• DESCRIPCIÓN DE LA TAREA
Copia del fragmento sobre Milei y la motosierra todo lo que va desde "Falta, sin embargo, entre" hasta "Valga la diferencia.", sin cambiar ni una palabra.

• FRAGMENTO SELECCIONADO
################

La primera escena es patética desde el inicio.  La cámara sigue a Javier Milei tras las bambalinas del escenario de la Conferencia Política de Acción Conservadora (CPAC), en el Centro de Convenciones de Maryland. Lo enfoca, de espaldas, al entrar en el camerino con los brazos abiertos, y un grito ronco y sofocado sale de su garganta cuando se apresura en llegar hasta donde se halla Elon Musk, certificado en los Guinness Récords como el hombre más rico del mundo. “¡Mi amigo”! exclama Milei con la misma voz ronca, sofocado por la admiración; “te he traido un regalo”, le dice, y la cámara va a hacia una caja donde reposa una flamante motosierra que Musk saca y sopesa. Para devolver el saludo a Milei se había puesto anteojos oscuros, y para alzar la motosierra se los ha quitado.

El aparato es obra del artista argentino “Tute” di Tella, quien se identifica como “fabricante de motosierras y prototipos, inventor de arte personalizado único en el mundo, mecánico, bajista, cantante y compositor”. No pone su firma en cualquier clase de motosierra. Es la segunda que sale de sus manos; la primera fue diseñada para el propio Milei. Esta, según él mismo explica, tiene una piedra semipreciosa esférica de color rojo, símbolo de Marte, que activa el freno de cadena; en la manigueta lleva grabado el nombre del obsequiado, y en la hoja el lema Viva la libertad carajo.

Falta, sin embargo, entre los emblemas grabados en la herramienta, el de $Libra, la criptomoneda que unos días antes de subir al avión para asistir a la conferencia, Milei promovió con entusiasmo, para luego zafarle el hombro, dando lugar a un fraude de gran escala al desplomarse su cotización.  “Si vas al casino perdés plata, ¿cuál es el reclamo?”, fue su sabia respuesta al ser cuestionado sobre su papel en la estafa. Además, le había hecho propaganda a $Libra no como presidente, sino como particular. Valga la diferencia.

################

• MATERIAL MOSTRADO
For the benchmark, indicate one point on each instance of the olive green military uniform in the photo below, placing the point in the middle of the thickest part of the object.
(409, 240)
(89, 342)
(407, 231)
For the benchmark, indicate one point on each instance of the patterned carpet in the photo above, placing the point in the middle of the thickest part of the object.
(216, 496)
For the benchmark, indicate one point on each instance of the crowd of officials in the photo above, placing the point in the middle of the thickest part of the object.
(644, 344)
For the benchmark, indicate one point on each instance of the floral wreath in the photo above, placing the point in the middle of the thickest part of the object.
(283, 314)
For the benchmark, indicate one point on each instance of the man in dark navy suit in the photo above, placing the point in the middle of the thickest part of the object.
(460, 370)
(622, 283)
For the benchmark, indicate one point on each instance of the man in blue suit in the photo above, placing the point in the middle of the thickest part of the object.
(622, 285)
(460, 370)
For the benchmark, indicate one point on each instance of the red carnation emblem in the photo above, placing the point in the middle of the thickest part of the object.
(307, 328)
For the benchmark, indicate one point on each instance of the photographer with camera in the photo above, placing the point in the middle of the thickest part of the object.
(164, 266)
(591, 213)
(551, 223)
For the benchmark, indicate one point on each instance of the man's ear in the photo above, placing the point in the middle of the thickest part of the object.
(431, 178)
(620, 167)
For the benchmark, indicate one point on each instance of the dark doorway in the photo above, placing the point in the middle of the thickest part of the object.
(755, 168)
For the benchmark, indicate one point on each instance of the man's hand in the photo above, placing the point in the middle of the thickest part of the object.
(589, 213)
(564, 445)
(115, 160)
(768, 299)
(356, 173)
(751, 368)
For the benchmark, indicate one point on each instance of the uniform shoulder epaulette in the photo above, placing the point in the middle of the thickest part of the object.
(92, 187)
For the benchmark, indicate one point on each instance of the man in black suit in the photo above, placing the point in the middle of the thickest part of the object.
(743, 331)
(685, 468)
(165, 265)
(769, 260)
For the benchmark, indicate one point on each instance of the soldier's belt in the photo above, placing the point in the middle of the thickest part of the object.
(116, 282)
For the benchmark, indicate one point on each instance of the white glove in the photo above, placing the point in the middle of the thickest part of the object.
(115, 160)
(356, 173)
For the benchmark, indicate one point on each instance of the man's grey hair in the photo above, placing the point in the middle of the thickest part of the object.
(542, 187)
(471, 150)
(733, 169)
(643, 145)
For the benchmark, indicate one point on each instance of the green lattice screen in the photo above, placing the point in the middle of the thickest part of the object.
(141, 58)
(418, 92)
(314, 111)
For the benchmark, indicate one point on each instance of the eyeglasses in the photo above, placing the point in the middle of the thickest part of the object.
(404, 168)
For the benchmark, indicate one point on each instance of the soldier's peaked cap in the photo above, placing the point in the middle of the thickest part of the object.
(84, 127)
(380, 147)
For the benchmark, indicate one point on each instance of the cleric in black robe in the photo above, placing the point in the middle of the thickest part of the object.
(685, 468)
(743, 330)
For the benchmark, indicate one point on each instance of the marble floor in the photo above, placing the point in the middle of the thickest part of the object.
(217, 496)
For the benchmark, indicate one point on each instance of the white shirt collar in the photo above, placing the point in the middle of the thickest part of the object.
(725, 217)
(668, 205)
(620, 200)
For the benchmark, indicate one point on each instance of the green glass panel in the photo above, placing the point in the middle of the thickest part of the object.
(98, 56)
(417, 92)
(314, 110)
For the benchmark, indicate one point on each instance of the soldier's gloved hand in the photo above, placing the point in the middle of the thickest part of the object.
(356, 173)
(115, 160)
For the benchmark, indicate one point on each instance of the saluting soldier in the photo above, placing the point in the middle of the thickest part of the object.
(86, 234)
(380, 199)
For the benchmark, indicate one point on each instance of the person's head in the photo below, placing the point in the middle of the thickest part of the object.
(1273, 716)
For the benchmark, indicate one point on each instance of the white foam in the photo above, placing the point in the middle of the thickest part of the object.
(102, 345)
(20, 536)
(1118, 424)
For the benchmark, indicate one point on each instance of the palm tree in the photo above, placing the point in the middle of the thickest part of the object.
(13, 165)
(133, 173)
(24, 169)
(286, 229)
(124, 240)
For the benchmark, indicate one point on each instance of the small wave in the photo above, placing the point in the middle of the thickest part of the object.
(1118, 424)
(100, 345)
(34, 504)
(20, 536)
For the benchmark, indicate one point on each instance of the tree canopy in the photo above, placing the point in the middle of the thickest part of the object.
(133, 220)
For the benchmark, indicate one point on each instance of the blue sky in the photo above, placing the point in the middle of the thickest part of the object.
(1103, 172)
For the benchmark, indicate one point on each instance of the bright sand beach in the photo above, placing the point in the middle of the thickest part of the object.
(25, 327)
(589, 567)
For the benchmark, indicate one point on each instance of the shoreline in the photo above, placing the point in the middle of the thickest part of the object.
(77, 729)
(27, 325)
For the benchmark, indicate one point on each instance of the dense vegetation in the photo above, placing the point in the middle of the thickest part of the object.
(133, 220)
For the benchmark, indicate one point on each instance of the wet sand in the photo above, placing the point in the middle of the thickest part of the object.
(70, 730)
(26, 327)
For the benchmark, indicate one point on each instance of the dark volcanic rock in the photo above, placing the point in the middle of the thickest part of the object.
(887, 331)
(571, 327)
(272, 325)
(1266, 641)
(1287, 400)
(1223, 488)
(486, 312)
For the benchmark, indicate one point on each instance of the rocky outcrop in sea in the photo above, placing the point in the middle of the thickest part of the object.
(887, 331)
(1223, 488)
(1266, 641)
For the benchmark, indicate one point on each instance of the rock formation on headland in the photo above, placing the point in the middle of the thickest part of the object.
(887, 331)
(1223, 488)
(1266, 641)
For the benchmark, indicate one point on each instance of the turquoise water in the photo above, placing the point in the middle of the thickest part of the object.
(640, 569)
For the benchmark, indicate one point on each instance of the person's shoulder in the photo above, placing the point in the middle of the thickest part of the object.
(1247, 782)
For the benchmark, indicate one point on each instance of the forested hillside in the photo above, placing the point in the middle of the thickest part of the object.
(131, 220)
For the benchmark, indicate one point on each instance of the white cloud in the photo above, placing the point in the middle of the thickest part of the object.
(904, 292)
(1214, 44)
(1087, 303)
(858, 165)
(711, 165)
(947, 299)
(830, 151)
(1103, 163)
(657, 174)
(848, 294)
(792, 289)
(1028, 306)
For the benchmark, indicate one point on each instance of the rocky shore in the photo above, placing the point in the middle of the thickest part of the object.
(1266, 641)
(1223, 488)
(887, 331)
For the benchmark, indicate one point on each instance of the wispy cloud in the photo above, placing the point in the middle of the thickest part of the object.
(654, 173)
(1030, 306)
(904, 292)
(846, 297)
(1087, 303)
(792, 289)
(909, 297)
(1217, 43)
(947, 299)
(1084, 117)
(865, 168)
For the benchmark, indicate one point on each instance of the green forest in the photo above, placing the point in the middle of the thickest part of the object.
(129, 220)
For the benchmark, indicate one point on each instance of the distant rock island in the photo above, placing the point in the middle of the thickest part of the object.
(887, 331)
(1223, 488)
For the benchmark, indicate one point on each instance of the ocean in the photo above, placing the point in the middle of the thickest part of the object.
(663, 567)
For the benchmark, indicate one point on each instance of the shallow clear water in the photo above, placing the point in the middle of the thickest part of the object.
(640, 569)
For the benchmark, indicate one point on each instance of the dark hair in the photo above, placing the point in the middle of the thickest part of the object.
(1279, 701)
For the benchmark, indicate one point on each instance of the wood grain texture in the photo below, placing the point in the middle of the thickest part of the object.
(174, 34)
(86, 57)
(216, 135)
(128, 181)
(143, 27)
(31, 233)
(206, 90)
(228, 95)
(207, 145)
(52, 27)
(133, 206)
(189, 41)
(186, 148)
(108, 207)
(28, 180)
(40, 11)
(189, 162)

################

• RESPUESTA DEL EJERCICIO
Falta, sin embargo, entre los emblemas grabados en la herramienta, el de $Libra, la criptomoneda que unos días antes de subir al avión para asistir a la conferencia, Milei promovió con entusiasmo, para luego zafarle el hombro, dando lugar a un fraude de gran escala al desplomarse su cotización.  “Si vas al casino perdés plata, ¿cuál es el reclamo?”, fue su sabia respuesta al ser cuestionado sobre su papel en la estafa. Además, le había hecho propaganda a $Libra no como presidente, sino como particular. Valga la diferencia.